## ACTION ITEM
Print each line of the material again, keeping everything exact.

START SOURCE MATERIAL

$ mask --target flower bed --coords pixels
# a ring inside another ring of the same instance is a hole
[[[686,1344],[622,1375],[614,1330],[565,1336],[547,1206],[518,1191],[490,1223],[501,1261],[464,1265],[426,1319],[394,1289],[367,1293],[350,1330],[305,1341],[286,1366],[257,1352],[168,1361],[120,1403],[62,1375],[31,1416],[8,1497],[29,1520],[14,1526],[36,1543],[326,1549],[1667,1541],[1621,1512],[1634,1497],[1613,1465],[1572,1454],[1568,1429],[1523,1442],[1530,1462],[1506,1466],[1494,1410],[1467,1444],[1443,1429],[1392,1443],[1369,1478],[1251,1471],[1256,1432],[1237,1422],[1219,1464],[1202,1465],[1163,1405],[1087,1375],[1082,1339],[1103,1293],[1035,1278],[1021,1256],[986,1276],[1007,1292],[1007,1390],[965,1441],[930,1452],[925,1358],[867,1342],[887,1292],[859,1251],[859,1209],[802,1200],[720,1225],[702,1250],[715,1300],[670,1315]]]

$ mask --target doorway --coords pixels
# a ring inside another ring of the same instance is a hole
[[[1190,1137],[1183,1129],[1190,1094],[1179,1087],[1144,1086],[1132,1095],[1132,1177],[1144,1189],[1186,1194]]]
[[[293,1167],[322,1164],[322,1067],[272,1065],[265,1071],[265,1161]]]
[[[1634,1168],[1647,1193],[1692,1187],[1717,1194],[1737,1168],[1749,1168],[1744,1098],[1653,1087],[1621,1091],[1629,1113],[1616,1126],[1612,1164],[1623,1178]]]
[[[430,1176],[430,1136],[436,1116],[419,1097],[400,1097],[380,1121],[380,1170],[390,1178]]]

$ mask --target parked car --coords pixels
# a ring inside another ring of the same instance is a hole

END SOURCE MATERIAL

## WRITTEN SOLUTION
$ mask --target flower bed --coords pixels
# a ring inside another ring of the same instance is a hole
[[[686,1344],[622,1375],[614,1330],[565,1336],[547,1206],[518,1191],[490,1223],[501,1261],[464,1265],[426,1319],[394,1289],[367,1293],[350,1330],[305,1341],[286,1366],[257,1352],[168,1361],[120,1403],[62,1375],[31,1416],[8,1497],[29,1520],[14,1526],[36,1543],[326,1549],[1667,1541],[1621,1512],[1634,1497],[1613,1465],[1572,1454],[1568,1429],[1523,1442],[1530,1462],[1506,1466],[1494,1410],[1467,1444],[1443,1429],[1392,1443],[1369,1478],[1251,1471],[1256,1432],[1237,1422],[1219,1464],[1202,1465],[1163,1405],[1087,1375],[1082,1339],[1103,1293],[1035,1278],[1021,1256],[986,1276],[1007,1292],[1007,1390],[965,1441],[930,1452],[925,1358],[867,1342],[887,1292],[859,1251],[859,1209],[802,1200],[720,1225],[702,1250],[715,1300],[670,1315]]]

$ mask --target doorway --coords pixels
# a ring inside another ring of the same instance is a hole
[[[1190,1137],[1183,1129],[1190,1094],[1179,1087],[1144,1086],[1132,1095],[1132,1177],[1144,1189],[1186,1194]]]
[[[293,1167],[322,1164],[322,1067],[272,1065],[265,1071],[265,1161]]]
[[[1634,1168],[1647,1193],[1692,1187],[1717,1194],[1737,1168],[1749,1168],[1744,1098],[1653,1087],[1621,1091],[1629,1113],[1616,1126],[1612,1164],[1623,1178]]]
[[[430,1176],[430,1136],[436,1116],[419,1097],[400,1097],[380,1121],[380,1170],[390,1178]]]

$ mask --target parked car --coords pixels
# a ring inside another ring of the same instance is a hole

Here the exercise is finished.